### Texto fornecido
◇ ◇ ◇ ◇ ◇ ◇ ◇
A desembargadora e o policial.

No primeiro capítulo do livro “A resistência”, seu autor, Ernesto Sabato, fala do quanto estamos perdendo nossa humanidade, nosso caráter de humanos. O quanto esquecemos de conversar, simplesmente, com as pessoas. O quanto achamos mais bonito ver um jardim pela tela de um computador em vez de passar os pés descalços na grama. O quanto esquecemos de apreciar o céu ou as árvores no caminho para casa. Isso faz lembra o quanto é importante, pelo menos de vez em quando, optar em ir a pé do trabalho para casa, ao viés de todos os dias utilizar o carro. É uma chance de conversar com os filhos, observar as casas, as ruas, os quintais. De carro, além de ser muito rápido, a concentração no trânsito não permite conversas mais profundas.
◇ ◇ ◇ ◇ ◇ ◇ ◇
### Dados registrados
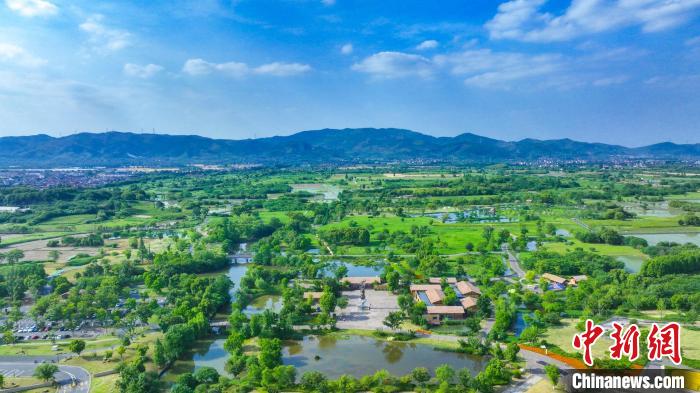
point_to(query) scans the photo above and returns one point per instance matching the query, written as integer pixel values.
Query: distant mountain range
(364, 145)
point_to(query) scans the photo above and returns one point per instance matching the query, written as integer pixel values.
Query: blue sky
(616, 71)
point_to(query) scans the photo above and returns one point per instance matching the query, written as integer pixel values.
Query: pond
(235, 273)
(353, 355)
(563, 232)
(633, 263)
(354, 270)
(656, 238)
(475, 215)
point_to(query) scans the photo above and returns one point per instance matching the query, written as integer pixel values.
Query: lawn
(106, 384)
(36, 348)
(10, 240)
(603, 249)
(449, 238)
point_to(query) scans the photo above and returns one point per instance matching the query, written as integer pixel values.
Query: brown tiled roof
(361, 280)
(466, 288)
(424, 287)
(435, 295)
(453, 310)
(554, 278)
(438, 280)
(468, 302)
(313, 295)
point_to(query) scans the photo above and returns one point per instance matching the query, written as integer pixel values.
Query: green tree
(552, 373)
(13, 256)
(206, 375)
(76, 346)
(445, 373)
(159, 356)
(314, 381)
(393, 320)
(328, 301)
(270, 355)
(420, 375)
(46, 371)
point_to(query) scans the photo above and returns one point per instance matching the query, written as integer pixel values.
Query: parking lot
◇ ◇ ◇ ◇ ◇ ◇ ◇
### Partes do exercício
a) Reproduza, sem nenhuma mudança, todas as linhas das entradas com as consultas e os pontos, do começo ao fim. Deixe as imagens de fora.
b) Dê seguimento ao texto sobre a desembargadora e o policial a partir da última frase mostrada.

### Respostas dos problemas
a)
point_to(query) scans the photo above and returns one point per instance matching the query, written as integer pixel values.
Query: distant mountain range
(364, 145)
point_to(query) scans the photo above and returns one point per instance matching the query, written as integer pixel values.
Query: blue sky
(616, 71)
point_to(query) scans the photo above and returns one point per instance matching the query, written as integer pixel values.
Query: pond
(235, 273)
(353, 355)
(563, 232)
(633, 263)
(354, 270)
(656, 238)
(475, 215)
point_to(query) scans the photo above and returns one point per instance matching the query, written as integer pixel values.
Query: lawn
(106, 384)
(36, 348)
(10, 240)
(603, 249)
(449, 238)
point_to(query) scans the photo above and returns one point per instance matching the query, written as integer pixel values.
Query: brown tiled roof
(361, 280)
(466, 288)
(424, 287)
(435, 295)
(453, 310)
(554, 278)
(438, 280)
(468, 302)
(313, 295)
point_to(query) scans the photo above and returns one point per instance matching the query, written as integer pixel values.
Query: green tree
(552, 373)
(13, 256)
(206, 375)
(76, 346)
(445, 373)
(159, 356)
(314, 381)
(393, 320)
(328, 301)
(270, 355)
(420, 375)
(46, 371)
point_to(query) scans the photo above and returns one point per instance matching the query, written as integer pixel values.
Query: parking lot

b)
E algo que chama atenção na primeira parte do livro é a comparação que Sabato fez da televisão com as luzes acesas à noite. Nós estamos para a luminosidade da televisão como os insetos para a luminosidade das luzes. A televisão está nos tantanizando. E não estamos percebendo.

Mas o autor ainda tem esperança no ser humano. Tem fé que o homem possa mudar sua mentalidade e, consequentemente, mudar os rumos do seu destino.
Diz: “Apesar de tudo, como é admirável o ser humano. (...) Acredito nos cafés, no diálogo, acredito na dignidade da pessoa, na liberdade.”

Essa obra de Ernesto Sabato ilustra o lamentável incidente ocorrido na semana passada envolvendo uma desembargadora e um policial militar, divulgado em toda a imprensa. Para quem não acompanhou o caso, basta esclarecer, muito rapidamente, que o filho da desembargadora estava sendo autuado por estar com a documentação de seu veículo vencida (IPVA atrasado e multas). Ao que tudo indica, a desembargadora exigiu que veículo, ainda assim, fosse liberado.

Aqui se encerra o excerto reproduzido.